Document passage =>
# chicken coop



## shawnhunts1 (Sep 8, 2009)

I want to get a couple layers this spring but need a coop,anyone have any coop ideas or know of any for sale? I have seen some coops for sale but they are pretty pricey. I am in ogemaw county and I appreciate your help! PM me with info, thanks,shawn


----------



## Big Reds (Oct 14, 2007)

May be a stupid question, but did you see if there are any prints on the net?


----------



## fishenrg (Jan 9, 2008)

http://www.backyardchickens.com/


----------



## 2PawsRiver (Aug 4, 2002)

Where are you located, I have one you are welcome to..


----------



## outdoor junkie (Sep 16, 2003)

I have an old salt-box style shed I was only using for firewood, so I decided yesterday to transform it into a coop for my new chickens. but it seems I have to dismantel it and rebuild it from scratch, bottom too rotton and to many drafts, so I may just ending up building one from scratch. Gotta get a move on they are i nthe garage now for a few weeks until the nightime temps get a little warmer. Good luck.

Apply what you read =>
(A) In the chicken coop thread, what was the old salt-box style shed used for before the plan to turn it into a coop?
(B) Please transcribe the chicken coop thread starting with "## 2PawsRiver (Aug" and going on through "warmer. Good luck.".

Information provided =>
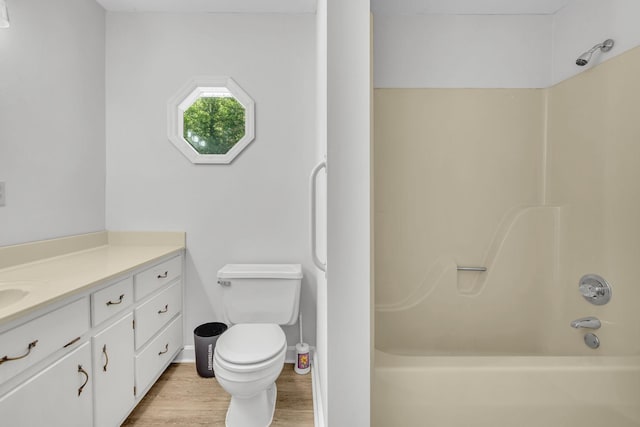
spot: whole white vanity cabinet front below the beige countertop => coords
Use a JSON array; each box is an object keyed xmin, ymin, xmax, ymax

Responses to the tasks =>
(A) Only for firewood.

(B)
## 2PawsRiver (Aug 4, 2002)

Where are you located, I have one you are welcome to..


----------



## outdoor junkie (Sep 16, 2003)

I have an old salt-box style shed I was only using for firewood, so I decided yesterday to transform it into a coop for my new chickens. but it seems I have to dismantel it and rebuild it from scratch, bottom too rotton and to many drafts, so I may just ending up building one from scratch. Gotta get a move on they are i nthe garage now for a few weeks until the nightime temps get a little warmer. Good luck.